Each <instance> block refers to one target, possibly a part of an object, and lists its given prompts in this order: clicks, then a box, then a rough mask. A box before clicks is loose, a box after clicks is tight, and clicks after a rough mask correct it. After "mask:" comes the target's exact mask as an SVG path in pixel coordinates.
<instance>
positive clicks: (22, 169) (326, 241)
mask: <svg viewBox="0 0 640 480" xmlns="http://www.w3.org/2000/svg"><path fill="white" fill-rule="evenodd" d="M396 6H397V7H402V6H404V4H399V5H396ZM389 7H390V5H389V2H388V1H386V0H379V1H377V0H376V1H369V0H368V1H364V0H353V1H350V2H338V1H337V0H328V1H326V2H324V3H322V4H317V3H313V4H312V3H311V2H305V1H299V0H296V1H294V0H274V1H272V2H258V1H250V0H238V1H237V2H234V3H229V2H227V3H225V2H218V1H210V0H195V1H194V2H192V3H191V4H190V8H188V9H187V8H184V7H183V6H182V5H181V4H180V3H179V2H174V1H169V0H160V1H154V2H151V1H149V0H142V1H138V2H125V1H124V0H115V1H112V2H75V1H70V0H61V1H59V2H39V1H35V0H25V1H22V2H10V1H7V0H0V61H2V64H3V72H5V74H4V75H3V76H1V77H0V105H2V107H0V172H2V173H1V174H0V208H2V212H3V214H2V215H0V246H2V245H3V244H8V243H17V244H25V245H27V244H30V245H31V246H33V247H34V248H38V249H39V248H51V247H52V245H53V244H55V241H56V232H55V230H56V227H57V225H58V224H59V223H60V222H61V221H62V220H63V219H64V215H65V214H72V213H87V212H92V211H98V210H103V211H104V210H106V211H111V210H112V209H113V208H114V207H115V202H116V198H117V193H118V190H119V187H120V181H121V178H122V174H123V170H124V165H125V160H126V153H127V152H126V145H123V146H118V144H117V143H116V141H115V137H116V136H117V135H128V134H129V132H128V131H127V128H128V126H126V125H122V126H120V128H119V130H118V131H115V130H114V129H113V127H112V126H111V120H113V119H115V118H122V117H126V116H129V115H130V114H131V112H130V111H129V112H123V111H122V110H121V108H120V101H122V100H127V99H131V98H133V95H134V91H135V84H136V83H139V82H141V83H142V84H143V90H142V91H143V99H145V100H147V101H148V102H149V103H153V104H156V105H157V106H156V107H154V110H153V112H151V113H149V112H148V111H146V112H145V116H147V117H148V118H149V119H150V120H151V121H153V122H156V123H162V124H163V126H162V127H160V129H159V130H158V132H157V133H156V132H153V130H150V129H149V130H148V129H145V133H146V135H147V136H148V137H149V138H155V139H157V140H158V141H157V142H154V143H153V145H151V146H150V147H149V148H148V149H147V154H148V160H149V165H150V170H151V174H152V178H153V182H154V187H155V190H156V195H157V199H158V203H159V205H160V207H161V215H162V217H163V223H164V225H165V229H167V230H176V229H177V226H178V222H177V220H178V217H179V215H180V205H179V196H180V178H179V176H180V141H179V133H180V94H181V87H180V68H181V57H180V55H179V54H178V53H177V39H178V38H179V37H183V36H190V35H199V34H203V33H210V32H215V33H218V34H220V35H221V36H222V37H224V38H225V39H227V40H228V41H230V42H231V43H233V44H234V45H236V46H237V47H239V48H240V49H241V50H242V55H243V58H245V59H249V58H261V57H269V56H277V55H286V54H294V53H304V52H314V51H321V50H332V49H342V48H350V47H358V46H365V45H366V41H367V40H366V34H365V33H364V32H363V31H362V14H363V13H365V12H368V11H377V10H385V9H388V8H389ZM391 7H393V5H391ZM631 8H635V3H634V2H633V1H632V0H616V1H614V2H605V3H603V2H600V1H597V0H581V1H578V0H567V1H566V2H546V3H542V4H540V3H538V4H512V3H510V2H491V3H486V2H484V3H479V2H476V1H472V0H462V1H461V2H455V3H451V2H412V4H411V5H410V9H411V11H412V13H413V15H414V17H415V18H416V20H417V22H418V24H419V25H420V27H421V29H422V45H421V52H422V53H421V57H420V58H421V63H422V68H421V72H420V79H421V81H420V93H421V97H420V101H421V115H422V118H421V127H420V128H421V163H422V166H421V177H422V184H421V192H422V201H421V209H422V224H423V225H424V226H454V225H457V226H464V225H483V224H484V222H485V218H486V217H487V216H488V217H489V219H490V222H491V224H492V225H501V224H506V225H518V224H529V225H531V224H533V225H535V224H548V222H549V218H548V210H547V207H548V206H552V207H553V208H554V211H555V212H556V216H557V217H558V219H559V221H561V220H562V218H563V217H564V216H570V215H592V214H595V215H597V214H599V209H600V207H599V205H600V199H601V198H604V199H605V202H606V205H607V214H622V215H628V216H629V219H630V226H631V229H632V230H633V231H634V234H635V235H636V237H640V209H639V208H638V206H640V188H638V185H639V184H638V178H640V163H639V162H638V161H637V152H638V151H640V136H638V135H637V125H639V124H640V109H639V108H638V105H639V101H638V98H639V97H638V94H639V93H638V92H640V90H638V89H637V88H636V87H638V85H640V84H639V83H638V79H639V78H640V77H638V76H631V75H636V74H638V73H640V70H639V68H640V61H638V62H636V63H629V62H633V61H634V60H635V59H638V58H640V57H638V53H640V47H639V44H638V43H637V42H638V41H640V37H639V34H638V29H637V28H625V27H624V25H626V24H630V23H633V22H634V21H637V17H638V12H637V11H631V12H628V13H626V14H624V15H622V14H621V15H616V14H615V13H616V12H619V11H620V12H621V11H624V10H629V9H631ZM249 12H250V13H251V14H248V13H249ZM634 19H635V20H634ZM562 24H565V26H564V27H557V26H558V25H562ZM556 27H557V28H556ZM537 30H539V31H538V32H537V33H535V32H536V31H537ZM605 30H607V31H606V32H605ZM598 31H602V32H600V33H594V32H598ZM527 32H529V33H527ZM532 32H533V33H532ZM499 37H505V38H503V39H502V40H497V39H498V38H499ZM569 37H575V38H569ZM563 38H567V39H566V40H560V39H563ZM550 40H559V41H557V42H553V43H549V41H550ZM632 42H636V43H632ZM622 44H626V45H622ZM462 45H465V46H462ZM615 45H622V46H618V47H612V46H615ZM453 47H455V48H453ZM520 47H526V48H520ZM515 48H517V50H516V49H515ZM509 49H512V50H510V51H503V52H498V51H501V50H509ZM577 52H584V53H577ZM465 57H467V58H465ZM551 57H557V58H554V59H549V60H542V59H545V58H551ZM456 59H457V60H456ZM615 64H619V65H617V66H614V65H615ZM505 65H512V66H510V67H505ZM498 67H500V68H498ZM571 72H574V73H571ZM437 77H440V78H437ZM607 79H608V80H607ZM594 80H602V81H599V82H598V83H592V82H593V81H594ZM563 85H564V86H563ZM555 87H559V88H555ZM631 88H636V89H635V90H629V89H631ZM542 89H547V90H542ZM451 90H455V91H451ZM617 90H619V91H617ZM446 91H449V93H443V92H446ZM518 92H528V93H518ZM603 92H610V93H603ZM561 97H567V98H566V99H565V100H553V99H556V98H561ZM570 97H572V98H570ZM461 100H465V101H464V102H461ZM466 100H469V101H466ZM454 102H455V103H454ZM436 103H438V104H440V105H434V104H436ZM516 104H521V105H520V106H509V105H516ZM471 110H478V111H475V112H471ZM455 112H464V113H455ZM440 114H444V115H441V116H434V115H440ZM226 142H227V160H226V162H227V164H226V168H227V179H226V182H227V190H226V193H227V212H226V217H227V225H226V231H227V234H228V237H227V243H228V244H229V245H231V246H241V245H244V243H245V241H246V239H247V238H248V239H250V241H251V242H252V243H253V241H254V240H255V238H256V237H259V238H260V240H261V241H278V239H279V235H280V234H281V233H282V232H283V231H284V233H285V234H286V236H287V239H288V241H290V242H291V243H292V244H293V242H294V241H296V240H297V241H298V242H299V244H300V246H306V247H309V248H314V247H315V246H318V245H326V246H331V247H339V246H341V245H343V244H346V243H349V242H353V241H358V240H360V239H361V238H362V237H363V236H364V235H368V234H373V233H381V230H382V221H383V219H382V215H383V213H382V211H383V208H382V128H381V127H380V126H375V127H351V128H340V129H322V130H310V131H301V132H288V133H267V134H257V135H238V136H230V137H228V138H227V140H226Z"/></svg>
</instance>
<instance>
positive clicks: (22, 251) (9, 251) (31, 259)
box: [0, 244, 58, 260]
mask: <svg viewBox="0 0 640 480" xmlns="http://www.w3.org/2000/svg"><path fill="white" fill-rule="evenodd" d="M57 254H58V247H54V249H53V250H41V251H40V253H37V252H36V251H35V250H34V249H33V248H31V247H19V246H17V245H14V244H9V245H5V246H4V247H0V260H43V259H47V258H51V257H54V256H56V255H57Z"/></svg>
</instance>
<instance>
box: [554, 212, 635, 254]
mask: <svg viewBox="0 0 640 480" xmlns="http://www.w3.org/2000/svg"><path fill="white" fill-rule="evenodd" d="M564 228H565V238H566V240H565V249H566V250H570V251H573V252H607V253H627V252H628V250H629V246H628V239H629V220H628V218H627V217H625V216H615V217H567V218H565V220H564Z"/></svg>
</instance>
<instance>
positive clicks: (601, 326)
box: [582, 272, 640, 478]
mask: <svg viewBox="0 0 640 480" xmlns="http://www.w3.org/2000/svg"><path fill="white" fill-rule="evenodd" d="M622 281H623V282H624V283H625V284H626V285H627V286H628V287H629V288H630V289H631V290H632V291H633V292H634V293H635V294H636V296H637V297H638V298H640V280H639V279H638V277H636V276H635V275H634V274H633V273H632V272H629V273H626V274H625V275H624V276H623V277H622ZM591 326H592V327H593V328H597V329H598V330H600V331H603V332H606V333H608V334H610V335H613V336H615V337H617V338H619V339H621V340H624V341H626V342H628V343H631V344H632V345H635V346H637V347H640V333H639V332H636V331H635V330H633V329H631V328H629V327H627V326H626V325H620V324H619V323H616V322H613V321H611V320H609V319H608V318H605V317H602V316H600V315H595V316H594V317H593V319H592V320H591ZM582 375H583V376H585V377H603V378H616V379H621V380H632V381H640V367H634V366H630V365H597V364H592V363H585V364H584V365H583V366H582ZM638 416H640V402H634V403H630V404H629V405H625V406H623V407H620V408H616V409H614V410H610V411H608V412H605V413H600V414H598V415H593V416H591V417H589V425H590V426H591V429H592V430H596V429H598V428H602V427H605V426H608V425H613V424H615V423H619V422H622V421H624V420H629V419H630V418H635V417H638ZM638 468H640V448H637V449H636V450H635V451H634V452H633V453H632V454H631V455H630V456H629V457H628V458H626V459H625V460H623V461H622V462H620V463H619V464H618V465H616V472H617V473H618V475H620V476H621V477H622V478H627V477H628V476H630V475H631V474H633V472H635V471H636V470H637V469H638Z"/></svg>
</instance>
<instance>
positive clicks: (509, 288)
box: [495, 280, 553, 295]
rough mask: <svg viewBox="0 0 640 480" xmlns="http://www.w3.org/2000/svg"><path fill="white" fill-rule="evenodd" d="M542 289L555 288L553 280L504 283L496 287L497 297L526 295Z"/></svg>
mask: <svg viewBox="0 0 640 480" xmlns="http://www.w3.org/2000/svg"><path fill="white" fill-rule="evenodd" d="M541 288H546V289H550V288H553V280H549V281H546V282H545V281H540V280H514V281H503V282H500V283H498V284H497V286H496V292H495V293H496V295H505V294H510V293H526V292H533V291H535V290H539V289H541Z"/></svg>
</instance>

Work instructions: Every line in the data above that includes the word "positive" should be copied.

Solution:
positive clicks: (22, 169) (326, 241)
positive clicks: (22, 251) (9, 251) (31, 259)
positive clicks: (601, 326)
positive clicks: (509, 288)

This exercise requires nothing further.